_Предложенный отрывок_
------------------------------

В апреле 1947 г., я получил Выписку из протокола Главного ПУ Вооруженных сил. Привожу ее полностью.
«Парткомиссия при Главном Политуправлении Вооруженных Сил СССР. Москва, ул.Фрунзе, 1-й дом МВС СССР.
Акопову Ивану Эмануиловичу. г.Самарканд, ул. Энгельса, 48, кв. 4 Сообщаю, что апелляция Ваша рассмотрена. Решением парткомиссии при Главном Политуправлении Вооруженных Сил СССР от 25 марта 1947 г. Вы считаетесь механически выбывшим из рядов ВКП (б). С решением можете ознакомиться в Багишамальском РК КП(б) Уз. г. Самарканда. Член Парткомиссии при Главном Политуправлении Вооруженных Сил, полковник подпись».
После долгих переживаний и раздумий не удержался и 18 июня 1947 г. обратился к тов. Сталину. Приведу копию этого письма целиком (знаю, что все это скучно читать, но не могу удержаться, чтобы не рассказать, как это было!).
«Дорогой товарищ Сталин! Я пришел к убеждению, что мириться, молчать и делаться безразличным к своей партийности я не могу. Ведь меня растила и воспитала наша партия, в рядах которой я состоял с 18-ти летнего возраста, то есть больше пол-жизни! Поэтому я решил пожаловаться на несправедливое решение и написать только Вам, ибо Вы, как никто другой, поймете меня и вынесете свое верное заключение.

------------------------------

_Исходные материалы_
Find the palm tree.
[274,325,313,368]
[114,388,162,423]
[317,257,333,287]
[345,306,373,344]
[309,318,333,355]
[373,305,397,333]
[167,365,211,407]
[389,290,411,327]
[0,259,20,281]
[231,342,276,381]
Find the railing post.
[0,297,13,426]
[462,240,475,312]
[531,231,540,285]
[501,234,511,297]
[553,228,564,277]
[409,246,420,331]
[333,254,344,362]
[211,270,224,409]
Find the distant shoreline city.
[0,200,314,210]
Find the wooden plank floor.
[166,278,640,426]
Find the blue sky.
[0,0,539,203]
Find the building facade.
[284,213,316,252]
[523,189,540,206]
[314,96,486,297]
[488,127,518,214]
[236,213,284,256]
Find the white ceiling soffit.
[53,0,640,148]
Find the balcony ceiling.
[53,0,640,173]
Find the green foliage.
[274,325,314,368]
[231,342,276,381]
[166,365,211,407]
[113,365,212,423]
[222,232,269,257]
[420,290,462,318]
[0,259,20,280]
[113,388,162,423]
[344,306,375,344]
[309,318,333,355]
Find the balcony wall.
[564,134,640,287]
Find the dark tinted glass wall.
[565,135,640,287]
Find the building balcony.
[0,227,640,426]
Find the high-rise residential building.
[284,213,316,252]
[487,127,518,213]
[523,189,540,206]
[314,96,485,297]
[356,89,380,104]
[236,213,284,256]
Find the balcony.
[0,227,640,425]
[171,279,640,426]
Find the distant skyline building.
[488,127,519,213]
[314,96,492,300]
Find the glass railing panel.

------------------------------

_Задания и упражнения_
a: Выведите, пожалуйста, без изменений часть отрывка о партийной апелляции, начиная со слов «После долгих переживаний» и заканчивая словами «как это было!).».
b: Ответьте на вопросы по отрывку о партийной апелляции, каждый ответ с новой строки:
(i) Какого числа парткомиссия при Главном Политуправлении Вооруженных Сил СССР вынесла решение?
(ii) Какого числа автор обратился к товарищу Сталину?
(iii) С какого возраста автор состоял в партии?

_Ответы по порядку_
a:
После долгих переживаний и раздумий не удержался и 18 июня 1947 г. обратился к тов. Сталину. Приведу копию этого письма целиком (знаю, что все это скучно читать, но не могу удержаться, чтобы не рассказать, как это было!).

b:
(i) 25 марта 1947 г.
(ii) 18 июня 1947 г.
(iii) С 18 лет.